Swiss accents and using the Internet as a French teacher

Written by: Spencer Greenhalgh

Primary Source: Spencer Greenhalgh

Last week, on August 1st, I popped over to Radio Télévision Suisse to spend a couple of minutes celebrating the Swiss national holiday. While I was there, I spotted an article containing five “spoken portraits” of Swiss Francophones from different regions. Each portrait highlighted a different accent (or two) from Francophone Switzerland, and it was a lot of fun to spend part of my morning listening to each of these different accents, some of which were familiar to me from my time in Switzerland.

■ Given records ■

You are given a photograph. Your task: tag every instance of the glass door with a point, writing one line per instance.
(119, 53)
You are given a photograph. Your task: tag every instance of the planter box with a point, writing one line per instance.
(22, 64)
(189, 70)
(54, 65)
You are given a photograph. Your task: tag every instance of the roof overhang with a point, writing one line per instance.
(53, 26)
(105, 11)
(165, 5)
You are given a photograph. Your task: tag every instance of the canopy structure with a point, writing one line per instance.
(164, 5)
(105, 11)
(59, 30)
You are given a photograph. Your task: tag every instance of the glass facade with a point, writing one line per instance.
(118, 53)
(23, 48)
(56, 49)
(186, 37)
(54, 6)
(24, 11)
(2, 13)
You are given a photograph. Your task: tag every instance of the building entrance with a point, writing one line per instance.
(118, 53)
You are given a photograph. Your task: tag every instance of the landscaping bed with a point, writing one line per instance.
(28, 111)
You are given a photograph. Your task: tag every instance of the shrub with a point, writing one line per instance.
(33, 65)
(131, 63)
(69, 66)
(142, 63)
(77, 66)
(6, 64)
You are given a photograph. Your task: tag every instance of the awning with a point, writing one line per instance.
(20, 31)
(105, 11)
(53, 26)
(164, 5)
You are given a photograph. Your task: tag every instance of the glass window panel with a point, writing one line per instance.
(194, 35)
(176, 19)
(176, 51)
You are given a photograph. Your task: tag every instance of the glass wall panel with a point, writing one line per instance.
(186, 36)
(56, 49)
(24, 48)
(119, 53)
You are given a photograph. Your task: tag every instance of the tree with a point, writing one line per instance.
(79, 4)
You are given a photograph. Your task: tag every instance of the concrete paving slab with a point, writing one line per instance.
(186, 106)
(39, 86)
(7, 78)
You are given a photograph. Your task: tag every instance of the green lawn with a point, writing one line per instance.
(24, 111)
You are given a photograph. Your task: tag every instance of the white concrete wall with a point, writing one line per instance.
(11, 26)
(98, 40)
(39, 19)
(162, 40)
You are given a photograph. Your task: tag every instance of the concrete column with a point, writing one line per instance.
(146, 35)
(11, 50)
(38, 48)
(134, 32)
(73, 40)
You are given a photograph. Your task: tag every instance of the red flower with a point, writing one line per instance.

■ Given instruction A ■
Answer these questions about the text on Swiss accents:
(i) Who is named as the writer?
(ii) On what date did the writer visit Radio Télévision Suisse?
(iii) How many "spoken portraits" did the article hold?
■ Given instruction B ■
Carry the text on Swiss accents forward, starting after its final sentence.

■ Right answer A ■
(i) Spencer Greenhalgh
(ii) August 1st
(iii) Five

■ Right answer B ■
I’ve written before about how wonderful it is that the Internet can make cultural artifacts easily available to language teachers, but this was an especially nice resource to find because I specifically remember trying to find YouTube videos of Swiss accents as far back as five years ago (and arguing with classmates about whether the one video we could find was an authentic accent or just someone being goofy). One thing I always try to do when I’m in French teaching mode is to reinforce the idea that the Francophone world is more than just France (heck, more than just Paris). While the Internet—like any medium—tends to privilege dominant forms of expression, I think that it also makes more peripheral linguistic cultures accessible in a way that would be much harder than with just textbooks. Representing the French language as a monolith, when it’s full of regional and national variants, does it a disservice, and I think the Internet can help with that—I recently discovered the Francophone African word essencerie (instead of station-service) thanks to Wikipedia, and now it’s the word I always want to use for gas station!

It’s been over a year now since the last time I’ve taught French, but I still find myself bookmarking these resources just in case I get the chance to do it again!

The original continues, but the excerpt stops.